読む文章 —
^^^^

吉田俊雄 五人の海軍大臣 最終章

2019年02月15日 | 歴史を尋ねる
 なぜ太平洋戦争は、始まったのか。なぜ海軍は、戦争回避を希望しながら、開戦を阻止することが出来なかったのか。あるいは、海軍では、広い視野から見る総合的思考方法や行動様式に、何か欠点があったのではないか、海軍の教育や人事行政に、誤りがあったのだろうか、軍令部に7年間在籍、米内、長谷川、永野、嶋田、及川、塩沢各大将などの副官をして接する機会があり、これら大将たちの思考と行動を通して、自分の疑問を考えてみようと、吉田俊雄は「五人の海軍大臣 太平洋戦争に至った日本海軍の指導者の蹉跌」という著書を書き上げ、2018年出版した。無理なく当時を彷彿とさせる良書だった。そして海軍は国策を決める場で、日米戦争に反対する天皇や閣僚から期待されながら、最後まで自らの考えを開陳し、開戦阻止に貢献することがなかったことが本書から読み取ることが出来る。最終章では、吉田の万感の思いを整理して置きたい。

 アメリカ政府は、外務省暗号の解読という圧倒的な対日優位を活用し、日本をあやしながら、アメリカ陸海軍の戦備が整うまで、極力開戦の日を引き延ばしてきた。日本陸軍流に言えば、ルーズベルトは日本に対し、日華事変拡大の頃から懲らしめの「戦争決意」はしていたが、「開戦決意」をするまでには至っていない。しかし「開戦決意」をしなければ、うかつに踏み込めない「対日資産凍結」を、日本軍の南部仏印進駐を見て断行した。そのあと、石油の対日禁輸を打ち出して、やるならやって見ろ、という姿勢もあらわにした。しかし、もたざる国・日本が、強大なアメリカに戦争を仕掛けるとは、彼らには信じられなかった。経済制裁を積み重ねてゆけば日本は和解を求めてくるだろう。もし日本が軍隊を動かしても、フィリピン、シンガポール、そして蘭印までがせいぜいであり、それ以上の力はないと判断した。かれらが頭を痛めていたのは、アメリカ議会と国民に、どうしたら参戦を決意するまでに誘導してゆけるか、であった。ルーズベルトは、イギリスを救い、ナチを倒すには、どうしてもアメリカが参戦し、陸軍部隊、空軍部隊をヨーロッパに送り込むことが必要だと確信していた。所詮、ルーズベルトには大西洋が表門で、太平洋は裏門にすぎなかった。

^^^^

対象データ —
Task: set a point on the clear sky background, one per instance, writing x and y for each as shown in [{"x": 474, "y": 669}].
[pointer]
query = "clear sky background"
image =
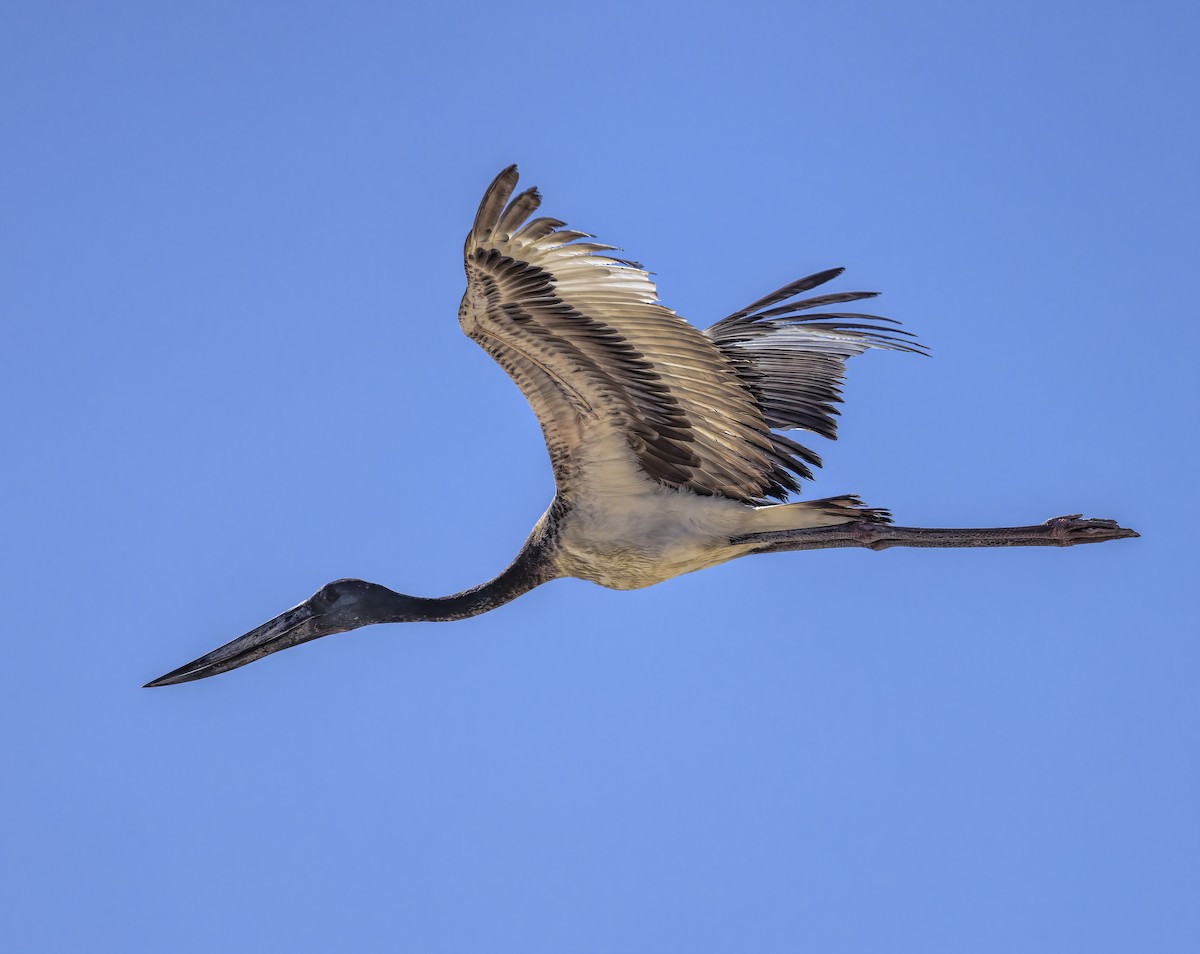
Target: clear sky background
[{"x": 231, "y": 243}]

^^^^

解くべき問題 —
1. 記録の全行をJSONの文字列リストで表してください。1行を1つの文字列とし、空行は省き、画像は結果に含めないでください。
2. 太平洋戦争の開戦をめぐる文章の続きを、最後の文の後から書き足してください。

回答 —
1.
[
  "Task: set a point on the clear sky background, one per instance, writing x and y for each as shown in [{\"x\": 474, \"y\": 669}].",
  "[pointer]",
  "query = \"clear sky background\"",
  "image =",
  "Target: clear sky background",
  "[{\"x\": 231, \"y\": 243}]"
]

2.
 11月26日、ハル国務長官は野村大使と来栖三郎特命全権大使の来訪を求め、その席で、日本のいわゆる乙案には同意できないと回答し、対案として十カ条のハル・ノートを手渡した。ハルノートのキーポイントは、「1、ハル四原則を承認すること。2、①日英米ソ蘭支泰の間で相互不可侵条約を結ぶ。②日英米ソ蘭支泰の間で仏印不可侵と仏印での経済上の均等待遇協定を取り決める。③支那と全仏印からの日本軍の全面撤退。④日米両国間で支那では蒋介石政権以外の政権を支持しない確約。⑤支那での治外法権と租界に撤廃。⑥最恵国待遇を基礎とする日米間互恵通商条約を結ぶ。⑦日米相互凍結令解除。⑧円ドル為替安定。⑨日米両国が第三国との間に結んでいる協定はこの協定と太平洋平和維持の目的に反しないこと」
 歴史家ジョン・トーランドによると、③項の「支那」には満州が含まれず、ハルは最初から日本による満州国の放棄など考えていなかった、という。ふむ、そうは言うものの、この段階では、蒋介石と連絡を取り合って交渉案文を決めていたから、蒋介石は了解しなかったのではないか。その証拠に、11月20日のルーズベルト自身がメモした日米協定案が作られたが、この案に中国が強い抗議をしてきて、さらにチャーチルからも抗議が行われ、再考を求めてきた。ホワイトハウスでは、その日(26日)最高軍事会議が開かれ、ルーズベルトは「日本人は事前に警告もせずに奇襲することで悪名が高い。もしかすると来週月曜日、日本は攻撃を開始するかもしれない」といい出した。そしてその日、符節を合わせるように、エトロフ島のヒトカップ湾から、空母6隻を中核とする艦船31隻がハワイをめざして滑り出した。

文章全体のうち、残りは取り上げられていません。